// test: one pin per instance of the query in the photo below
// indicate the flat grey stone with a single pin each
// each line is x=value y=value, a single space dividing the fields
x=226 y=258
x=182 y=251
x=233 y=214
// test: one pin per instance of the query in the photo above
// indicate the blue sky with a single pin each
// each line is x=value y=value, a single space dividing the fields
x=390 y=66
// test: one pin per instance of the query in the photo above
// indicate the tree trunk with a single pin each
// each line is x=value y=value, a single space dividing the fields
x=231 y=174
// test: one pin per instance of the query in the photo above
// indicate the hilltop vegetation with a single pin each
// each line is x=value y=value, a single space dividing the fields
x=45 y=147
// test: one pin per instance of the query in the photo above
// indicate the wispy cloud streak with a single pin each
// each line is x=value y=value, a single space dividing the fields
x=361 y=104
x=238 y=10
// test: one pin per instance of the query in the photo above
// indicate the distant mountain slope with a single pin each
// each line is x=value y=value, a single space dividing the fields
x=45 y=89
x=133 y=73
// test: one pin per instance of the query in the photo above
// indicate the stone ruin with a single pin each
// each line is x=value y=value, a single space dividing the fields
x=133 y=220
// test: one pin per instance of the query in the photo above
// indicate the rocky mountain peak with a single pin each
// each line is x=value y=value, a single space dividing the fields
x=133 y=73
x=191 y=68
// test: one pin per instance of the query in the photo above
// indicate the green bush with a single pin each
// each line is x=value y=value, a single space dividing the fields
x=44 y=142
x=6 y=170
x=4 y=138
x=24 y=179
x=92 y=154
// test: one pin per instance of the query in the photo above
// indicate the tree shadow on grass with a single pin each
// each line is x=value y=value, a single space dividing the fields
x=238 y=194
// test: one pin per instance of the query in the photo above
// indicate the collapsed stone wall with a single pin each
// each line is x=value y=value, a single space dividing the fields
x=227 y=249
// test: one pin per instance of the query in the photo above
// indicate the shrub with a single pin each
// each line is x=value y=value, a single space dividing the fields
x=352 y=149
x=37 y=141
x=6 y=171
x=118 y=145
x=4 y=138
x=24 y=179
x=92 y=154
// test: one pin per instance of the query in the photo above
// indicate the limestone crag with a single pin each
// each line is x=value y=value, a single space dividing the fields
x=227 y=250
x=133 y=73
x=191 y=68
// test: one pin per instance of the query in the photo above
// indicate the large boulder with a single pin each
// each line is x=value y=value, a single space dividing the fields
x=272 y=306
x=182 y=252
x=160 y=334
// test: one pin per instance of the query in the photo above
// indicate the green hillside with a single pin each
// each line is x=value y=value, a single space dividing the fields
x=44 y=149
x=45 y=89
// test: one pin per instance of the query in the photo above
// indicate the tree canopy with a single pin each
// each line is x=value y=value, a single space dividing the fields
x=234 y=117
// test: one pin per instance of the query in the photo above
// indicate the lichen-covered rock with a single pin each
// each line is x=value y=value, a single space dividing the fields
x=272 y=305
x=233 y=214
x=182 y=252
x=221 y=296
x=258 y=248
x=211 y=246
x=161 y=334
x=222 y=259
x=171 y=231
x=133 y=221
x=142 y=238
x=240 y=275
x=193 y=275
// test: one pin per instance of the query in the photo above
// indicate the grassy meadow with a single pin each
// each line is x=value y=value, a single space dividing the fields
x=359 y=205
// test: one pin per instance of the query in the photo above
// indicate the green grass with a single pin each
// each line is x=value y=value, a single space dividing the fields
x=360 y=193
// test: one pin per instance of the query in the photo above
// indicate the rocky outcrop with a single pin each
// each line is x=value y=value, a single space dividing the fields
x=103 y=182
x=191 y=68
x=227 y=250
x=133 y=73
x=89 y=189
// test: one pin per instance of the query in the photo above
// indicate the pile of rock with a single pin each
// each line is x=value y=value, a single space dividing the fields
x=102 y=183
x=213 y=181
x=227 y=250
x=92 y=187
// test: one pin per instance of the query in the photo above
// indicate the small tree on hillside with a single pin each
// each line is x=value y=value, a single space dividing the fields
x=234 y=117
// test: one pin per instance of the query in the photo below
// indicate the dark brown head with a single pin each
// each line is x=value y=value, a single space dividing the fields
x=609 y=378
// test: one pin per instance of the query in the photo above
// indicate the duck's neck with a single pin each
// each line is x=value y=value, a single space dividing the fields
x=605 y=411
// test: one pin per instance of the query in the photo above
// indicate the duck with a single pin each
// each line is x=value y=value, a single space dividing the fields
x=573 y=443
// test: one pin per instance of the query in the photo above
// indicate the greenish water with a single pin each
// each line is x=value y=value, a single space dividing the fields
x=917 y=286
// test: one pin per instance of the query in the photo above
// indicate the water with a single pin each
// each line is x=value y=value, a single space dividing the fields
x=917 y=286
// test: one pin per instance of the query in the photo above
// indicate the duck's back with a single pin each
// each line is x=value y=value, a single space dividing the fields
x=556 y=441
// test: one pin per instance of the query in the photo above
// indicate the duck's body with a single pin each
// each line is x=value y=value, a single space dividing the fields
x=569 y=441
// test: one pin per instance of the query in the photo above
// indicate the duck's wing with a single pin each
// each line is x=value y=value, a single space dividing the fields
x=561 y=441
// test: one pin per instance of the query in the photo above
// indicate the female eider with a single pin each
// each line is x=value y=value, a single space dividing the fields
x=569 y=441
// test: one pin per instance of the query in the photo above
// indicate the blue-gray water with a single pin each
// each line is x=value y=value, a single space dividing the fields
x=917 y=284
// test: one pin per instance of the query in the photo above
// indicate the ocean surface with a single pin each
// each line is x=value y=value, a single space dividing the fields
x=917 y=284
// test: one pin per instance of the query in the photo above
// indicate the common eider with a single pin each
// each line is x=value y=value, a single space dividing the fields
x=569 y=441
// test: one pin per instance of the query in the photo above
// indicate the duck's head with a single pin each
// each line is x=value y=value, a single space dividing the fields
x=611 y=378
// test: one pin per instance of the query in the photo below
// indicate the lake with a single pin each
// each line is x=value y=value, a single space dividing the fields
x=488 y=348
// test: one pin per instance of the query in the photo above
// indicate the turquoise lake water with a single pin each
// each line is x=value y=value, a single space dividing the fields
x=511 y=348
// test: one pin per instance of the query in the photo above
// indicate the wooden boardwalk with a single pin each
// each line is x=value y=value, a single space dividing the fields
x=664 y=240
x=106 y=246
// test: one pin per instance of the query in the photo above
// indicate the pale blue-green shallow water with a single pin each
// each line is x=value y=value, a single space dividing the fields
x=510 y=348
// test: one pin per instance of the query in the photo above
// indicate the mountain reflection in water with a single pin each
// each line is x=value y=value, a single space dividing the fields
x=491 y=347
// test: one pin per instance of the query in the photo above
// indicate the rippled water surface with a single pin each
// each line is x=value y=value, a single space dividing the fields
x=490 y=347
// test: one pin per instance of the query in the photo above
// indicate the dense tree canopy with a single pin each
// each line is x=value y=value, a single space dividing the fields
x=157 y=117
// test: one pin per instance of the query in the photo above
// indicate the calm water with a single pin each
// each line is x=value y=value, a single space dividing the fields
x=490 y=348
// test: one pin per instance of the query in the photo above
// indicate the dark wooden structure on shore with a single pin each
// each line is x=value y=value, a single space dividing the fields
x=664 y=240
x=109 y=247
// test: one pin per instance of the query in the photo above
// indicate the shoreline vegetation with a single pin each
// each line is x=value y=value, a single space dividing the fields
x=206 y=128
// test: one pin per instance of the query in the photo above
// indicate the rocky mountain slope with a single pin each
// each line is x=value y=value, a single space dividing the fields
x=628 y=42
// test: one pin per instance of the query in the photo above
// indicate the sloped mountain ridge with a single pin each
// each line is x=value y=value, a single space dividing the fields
-- -- --
WHAT YOU SHOULD DO
From the preceding material, extract every line exactly.

ANSWER TO THIS PROBLEM
// test: one pin per instance of the query in the photo below
// indicate the flat grey stone with a single pin each
// each line is x=value y=value, a single space dividing the fields
x=226 y=258
x=182 y=251
x=233 y=214
// test: one pin per instance of the query in the photo above
// indicate the blue sky with a single pin each
// each line is x=value y=value, a single space dividing the fields
x=390 y=66
// test: one pin per instance of the query in the photo above
// indicate the tree trunk with a single pin each
// each line is x=value y=value, a single space dividing the fields
x=231 y=174
// test: one pin per instance of the query in the photo above
// indicate the hilltop vegetation with a single pin each
// each line is x=value y=value, a single space dividing the fields
x=45 y=147
// test: one pin per instance of the query in the photo above
// indicate the wispy cloud streak with a single pin each
// each line is x=value y=value, a single space dividing the fields
x=361 y=104
x=238 y=10
// test: one pin per instance of the query in the photo above
// indicate the distant mountain slope with a single pin each
// each line is x=value y=value, a single space dividing the fields
x=45 y=89
x=133 y=73
// test: one pin per instance of the query in the photo above
// indicate the stone ruin with a single pin each
// each line is x=value y=value, a single space dividing the fields
x=133 y=220
// test: one pin per instance of the query in the photo above
// indicate the rocky mountain peak with a single pin each
// each line is x=value y=value, a single space dividing the fields
x=133 y=73
x=191 y=68
// test: one pin per instance of the query in the photo above
// indicate the green bush with a single pin each
// each line is x=value y=value, a single space dividing the fields
x=44 y=142
x=6 y=170
x=4 y=138
x=24 y=179
x=92 y=154
// test: one pin per instance of the query in the photo above
// indicate the tree shadow on grass with a single pin each
// each line is x=value y=value, a single space dividing the fields
x=238 y=194
// test: one pin per instance of the query in the photo above
// indicate the collapsed stone wall with a single pin each
// each line is x=value y=value, a single space dividing the fields
x=227 y=249
// test: one pin per instance of the query in the photo above
// indicate the shrub with a single pin each
// each line is x=value y=value, a single space dividing the fields
x=352 y=149
x=37 y=141
x=6 y=171
x=118 y=145
x=4 y=138
x=24 y=179
x=92 y=154
// test: one pin per instance of the query in the photo above
// indicate the limestone crag with a single pin each
// each line is x=value y=value, a single space dividing the fields
x=227 y=250
x=133 y=73
x=191 y=68
// test: one pin per instance of the query in the photo above
// indicate the large boulder with a single pin each
// each line is x=value y=value, a single space dividing the fields
x=272 y=306
x=182 y=252
x=160 y=334
// test: one pin per instance of the query in the photo above
// indicate the green hillside with a single pin each
// each line is x=value y=value, a single space dividing the fields
x=44 y=149
x=45 y=89
// test: one pin per instance of the query in the photo above
// indicate the tree canopy with a single pin each
// each line is x=value y=value, a single space dividing the fields
x=234 y=117
// test: one pin per instance of the query in the photo above
// indicate the lichen-covered rock with a single pin each
// each line is x=value y=value, a single space dividing the fields
x=272 y=305
x=233 y=214
x=182 y=252
x=221 y=296
x=258 y=248
x=211 y=246
x=161 y=334
x=222 y=259
x=171 y=231
x=133 y=221
x=142 y=238
x=240 y=275
x=193 y=275
// test: one pin per instance of the query in the photo above
// indicate the grassy meadow with a single pin each
// each line is x=value y=value, a single space dividing the fields
x=359 y=205
// test: one pin per instance of the query in the photo above
// indicate the green grass with a single pin each
// each line is x=value y=value, a single space dividing the fields
x=360 y=193
// test: one pin per instance of the query in the photo above
// indicate the rocky outcrop with a single pin each
// each line is x=value y=value, a single space dividing the fields
x=103 y=182
x=191 y=68
x=227 y=250
x=133 y=73
x=89 y=189
// test: one pin per instance of the query in the photo above
// indicate the pile of rock with a single pin each
// each line is x=value y=value, a single space dividing the fields
x=102 y=183
x=213 y=181
x=227 y=250
x=92 y=187
// test: one pin per instance of the query in the photo above
// indicate the small tree on hillside with a single pin each
// each line is x=value y=value, a single space dividing the fields
x=234 y=117
// test: one pin per instance of the query in the photo below
// indicate the dark brown head with a single pin each
// each line is x=value y=value, a single space dividing the fields
x=609 y=378
// test: one pin per instance of the query in the photo above
// indicate the duck's neck with a single pin each
// each line is x=value y=value, a single space dividing the fields
x=605 y=411
// test: one pin per instance of the query in the photo above
// indicate the duck with a single pin each
// each line is x=value y=value, a single space dividing the fields
x=573 y=443
// test: one pin per instance of the query in the photo above
// indicate the greenish water with a single pin each
// each line is x=value y=value, a single space dividing the fields
x=917 y=286
// test: one pin per instance of the query in the photo above
// indicate the water with a single pin each
// each line is x=value y=value, a single space dividing the fields
x=917 y=286
// test: one pin per instance of the query in the photo above
// indicate the duck's back with a single pin each
// each line is x=value y=value, a single space dividing the fields
x=556 y=441
// test: one pin per instance of the query in the photo above
// indicate the duck's body with a single pin each
// each line is x=value y=value, a single space dividing the fields
x=569 y=441
// test: one pin per instance of the query in the photo above
// indicate the duck's wing with a single pin each
// each line is x=value y=value, a single space dividing the fields
x=561 y=441
// test: one pin per instance of the query in the photo above
// indicate the female eider with a single pin each
// each line is x=value y=value, a single space dividing the fields
x=569 y=441
// test: one pin per instance of the query in the photo above
// indicate the blue-gray water with a single pin each
// each line is x=value y=value, a single space dividing the fields
x=917 y=284
// test: one pin per instance of the query in the photo above
// indicate the ocean surface with a single pin each
// each line is x=value y=value, a single space dividing the fields
x=917 y=284
// test: one pin per instance of the query in the photo above
// indicate the common eider with a single pin each
// each line is x=value y=value, a single space dividing the fields
x=569 y=441
// test: one pin per instance of the query in the photo above
// indicate the duck's head with a single pin each
// each line is x=value y=value, a single space dividing the fields
x=611 y=378
// test: one pin per instance of the query in the photo below
// indicate the lake with a single pin each
// each line is x=value y=value, a single space dividing the fields
x=488 y=348
// test: one pin per instance of the query in the photo above
// indicate the turquoise lake water with a single pin each
// each line is x=value y=value, a single space dividing the fields
x=511 y=348
// test: one pin per instance of the query in the photo above
// indicate the wooden boardwalk with a single pin each
// each line is x=value y=value, a single space dividing the fields
x=664 y=240
x=106 y=246
// test: one pin per instance of the query in the photo above
// indicate the pale blue-green shallow water with a single pin each
// each line is x=value y=value, a single space dividing the fields
x=510 y=348
// test: one pin per instance of the query in the photo above
// indicate the mountain reflection in water with a single pin each
// each line is x=value y=value, a single space dividing the fields
x=491 y=347
// test: one pin per instance of the query in the photo above
// indicate the rippled water surface with a single pin each
// each line is x=value y=value, a single space dividing the fields
x=490 y=347
// test: one pin per instance of the query in the photo above
// indicate the dense tree canopy with a single pin each
// each line is x=value y=value, a single space dividing the fields
x=157 y=117
// test: one pin per instance of the query in the photo above
// indicate the calm water with a single pin each
// each line is x=value y=value, a single space dividing the fields
x=490 y=348
// test: one pin per instance of the query in the photo above
// indicate the dark wooden structure on shore with a single pin each
// each line is x=value y=value, a single space dividing the fields
x=664 y=240
x=109 y=247
// test: one pin per instance of the query in the photo above
// indicate the shoreline vegetation with a single pin each
// each line is x=value y=value, a single space dividing the fields
x=206 y=128
// test: one pin per instance of the query in the photo above
// indicate the rocky mountain slope with a single pin each
// each line is x=value y=value, a single space dividing the fields
x=628 y=42
// test: one pin per instance of the query in the photo above
// indicate the sloped mountain ridge with a single pin each
// each line is x=value y=value, a single space dividing the fields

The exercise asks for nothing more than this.